Tareas del ejercicio:
1. Enumere aquello con lo que, según el texto sobre el profesor Omar, se llenan los silencios.
2. Prosiga el texto sobre el profesor Omar a partir de su última oración.

Los silencios se llenan de líneas, trazos y bocetos. El profesor Omar dibuja mientras piensa, dibuja mientras otros hablan, dibuja como una forma de estar consigo mismo.
Omar invita a su gente a pintar la vida
Este artista plástico es docente en la Fundación Universitaria Bellas Artes desde hace siete años y está a cargo de diferentes asignaturas. Fue uno de los ideólogos de este proyecto y explica que, desde sus primeros contactos con Barbacoas, encontró allí un especial interés por entablar un diálogo creativo desde la diversidad de los oficios, las prácticas estéticas y experiencias de vida.
“A través de mi trabajo en Bellas Artes he ido alimentando el interés de ver cómo el arte puede intervenir en una comunidad, entonces con el tiempo se ha vuelto prioritario que mi posibilidad creativa esté siempre enfocada a la creación de proyectos que impliquen la relación arte, comunidad y territorio. En ese devenir, sucedieron cosas como que en mis clases llevaba a los estudiantes a que hiciéramos murales en Barbacoas, es importante que esos jóvenes puedan ver una realidad diferente. Eso hace que no seamos indiferentes sino corresponsables”.

Filas de datos:
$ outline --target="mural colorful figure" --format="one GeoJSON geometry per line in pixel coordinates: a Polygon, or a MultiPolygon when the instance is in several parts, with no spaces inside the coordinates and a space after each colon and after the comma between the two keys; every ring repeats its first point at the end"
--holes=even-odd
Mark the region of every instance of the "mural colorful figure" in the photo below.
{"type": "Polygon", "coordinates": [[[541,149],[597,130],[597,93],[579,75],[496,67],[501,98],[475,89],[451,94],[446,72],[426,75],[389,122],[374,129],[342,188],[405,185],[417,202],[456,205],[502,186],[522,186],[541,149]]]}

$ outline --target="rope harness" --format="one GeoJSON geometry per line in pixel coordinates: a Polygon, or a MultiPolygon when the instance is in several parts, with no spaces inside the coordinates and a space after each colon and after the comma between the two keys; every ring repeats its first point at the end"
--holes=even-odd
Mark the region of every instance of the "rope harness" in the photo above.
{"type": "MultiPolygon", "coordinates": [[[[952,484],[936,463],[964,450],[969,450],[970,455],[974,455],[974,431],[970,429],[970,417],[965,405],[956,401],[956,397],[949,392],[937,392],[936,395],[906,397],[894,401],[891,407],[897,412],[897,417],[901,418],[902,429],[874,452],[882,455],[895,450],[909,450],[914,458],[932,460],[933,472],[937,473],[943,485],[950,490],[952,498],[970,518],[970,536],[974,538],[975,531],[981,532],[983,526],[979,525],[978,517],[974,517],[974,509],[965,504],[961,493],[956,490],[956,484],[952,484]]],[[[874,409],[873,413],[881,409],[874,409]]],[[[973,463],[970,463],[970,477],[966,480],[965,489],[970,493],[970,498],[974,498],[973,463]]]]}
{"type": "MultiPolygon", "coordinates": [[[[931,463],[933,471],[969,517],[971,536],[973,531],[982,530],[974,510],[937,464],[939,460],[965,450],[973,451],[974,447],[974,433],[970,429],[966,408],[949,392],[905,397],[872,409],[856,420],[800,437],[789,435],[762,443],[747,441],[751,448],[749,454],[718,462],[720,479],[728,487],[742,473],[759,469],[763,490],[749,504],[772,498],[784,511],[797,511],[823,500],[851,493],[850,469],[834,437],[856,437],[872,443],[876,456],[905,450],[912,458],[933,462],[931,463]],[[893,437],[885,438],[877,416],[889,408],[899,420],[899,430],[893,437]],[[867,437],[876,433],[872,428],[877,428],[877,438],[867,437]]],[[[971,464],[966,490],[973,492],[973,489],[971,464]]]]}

Respuestas a tareas:
1. Líneas, trazos y bocetos.

2.
¿Cuál ha sido su vinculación con el proyecto?
“Como docente investigador de Bellas Artes hice parte del grupo que formuló la investigación ante el Ministerio de Ciencias y Tecnología e Innovación. Como artista plástico propuse muchos elementos dentro del proceso; por ejemplo, que nos postuláramos en la línea de artes visuales para la convocatoria, porque eso nos permitía trabajar interdisciplinariamente en un área en común para que todos pudiéramos intervenir en las propuestas que resultaron, por ejemplo, en música, en diseño. Si nos postulábamos en el área de música solamente, quedábamos muy limitados en las otras expresiones artísticas. Artes visuales nos dio la oportunidad de abarcar todas las formas de pensamiento y de creación, eso ha sido muy importante”.
¿Cuántas personas de la comunidad se beneficiaron o fueron involucradas en el proyecto?
“Además del equipo de investigación, la experiencia con los habitantes del territorio se dio directamente en la elaboración del mural que fue una de las tres propuestas artísticas que se entregaron y en la que todos trabajamos. El mural se hizo con niños y jóvenes del territorio, inicialmente, a través de unos talleres, luego tuvimos una presentación en la que había más de 200 personas y como esto se dio en época de Navidad, coincidió con las novenas y hubo mucha gente atraída e interesada en participar. Eso fue muy valioso para la comunidad.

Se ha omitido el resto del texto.